Lochhead returned to the reserves until March when he was one of ten players called up for the match at Chelsea as manager Harry Potts chose to rest most of his first-teamers ahead of the European Cup match with Hamburg. He scored twice in a 4-4 draw and added another before the end of the season.
It was back to the reserves for the Scot for the 1961-62 campaign with just two first-team appearances but the following season saw the big breakthrough.
Harry Potts. Gave Lochhead his chance
Potts brought in Lochhead to replace Jimmy Robson as the first choice centre-forward. He scored in the 2-0 home win over Leyton Orient in September 1962 kicking off a run where he found the net eight times in six matches. The Scot ended the season as Burnley’s top scorer, grabbing 20 goals and winning a Scotland Under-23 cap along the way as the Clarets finished the campaign in third place in the top flight, seven points adrift of champions Everton.
The solitary Scotland Under-23 call up came for a match against their Welsh counterparts at Pittodrie in December 1962. The Scots won 2-0 but whilst teammates like Billy McNeill, Jimmy Gabriel and Charlie Cooke would go on to receive full caps, Lochhead was never picked again.
Lochhead headed the Clarets’ scoring lists again in the 1963-64 campaign finding the net 14 times including a memorable four-goal haul in the 6-1 Boxing Day thrashing of Manchester United. He went one better during the following season, netting five times on the last day when the Clarets hammered Chelsea 6-2.
He was edged out of top scorer honours for the club during that season as strike partner Willie Irvine found the 22 times one more than Lochhead.
Northern Irishman Irvine did even better in 1965-66 scoring 37 times in all competitions to set a new club record whilst Lochhead, his presence and physicality no doubt helping his teammate, chipped in with 24 of his own including yet another five-goal haul, this one coming against Bournemouth in the FA Cup.
The Scot top-scored again in the 1966-67 season and netted six times in the Inter-Cities Fairs Cup to help Burnley reach the quarter-final.
In praise of Andy’s heading ability
After reaching a century of goals for the club in 1967-68 and scoring four times in the early stages for the following campaign, Lochhead was somewhat surprisingly sold to Leicester City for £80,000. His total for Burnley was an impressive 128 goals (including three or more on seven occasions) in 266 matches.

Available data.
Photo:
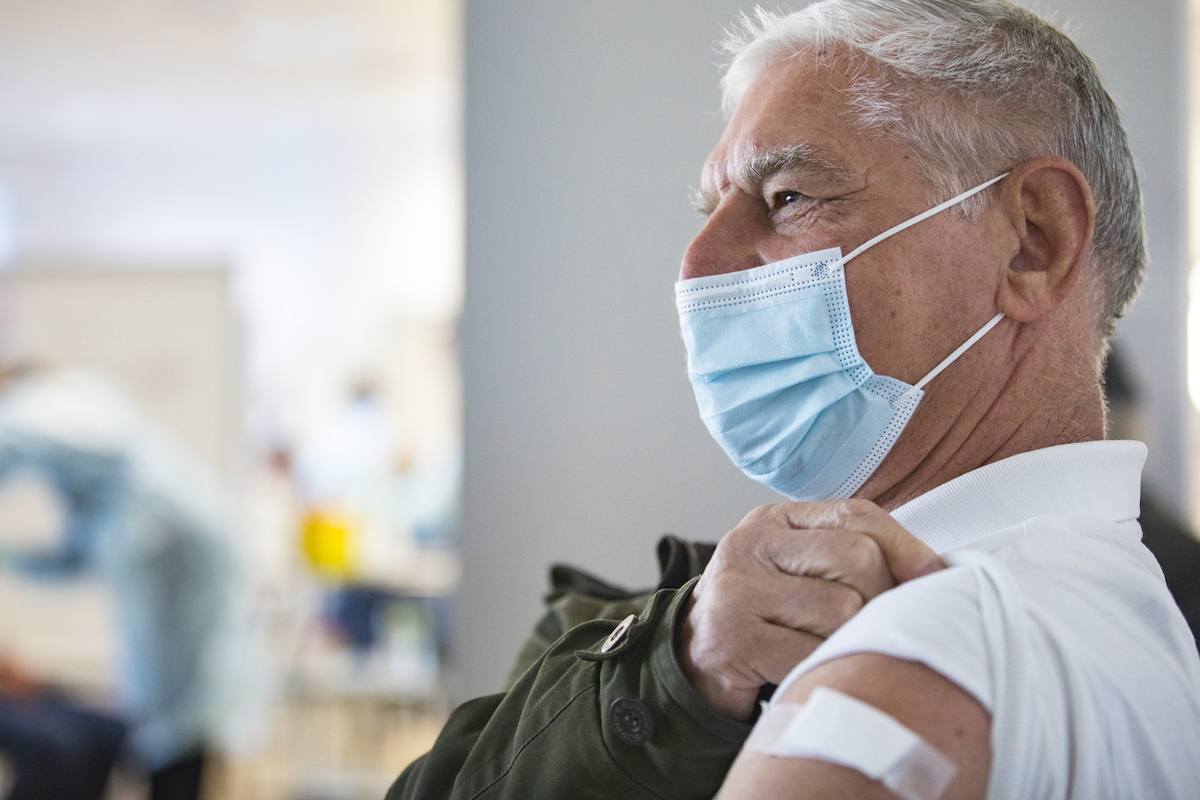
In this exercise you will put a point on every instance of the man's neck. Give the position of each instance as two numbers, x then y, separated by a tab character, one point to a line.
1035	401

Task list.
- 1) According to the Andy Lochhead profile, what fee did Leicester City pay Burnley for Lochhead?
- 2) Why, according to the Andy Lochhead profile, was Lochhead one of ten players called up for the March match at Chelsea?
- 3) In the Andy Lochhead profile, swap "Boxing Day" for "New Year's Day" and give the stretch from "Lochhead headed the" through "more than Lochhead.".
The data has nothing to do with the Andy Lochhead profile.

Answers to the tasks.
- 1) £80,000.

- 2) Manager Harry Potts chose to rest most of his first-teamers ahead of the European Cup match with Hamburg.

- 3)
Lochhead headed the Clarets’ scoring lists again in the 1963-64 campaign finding the net 14 times including a memorable four-goal haul in the 6-1 New Year's Day thrashing of Manchester United. He went one better during the following season, netting five times on the last day when the Clarets hammered Chelsea 6-2.
He was edged out of top scorer honours for the club during that season as strike partner Willie Irvine found the 22 times one more than Lochhead.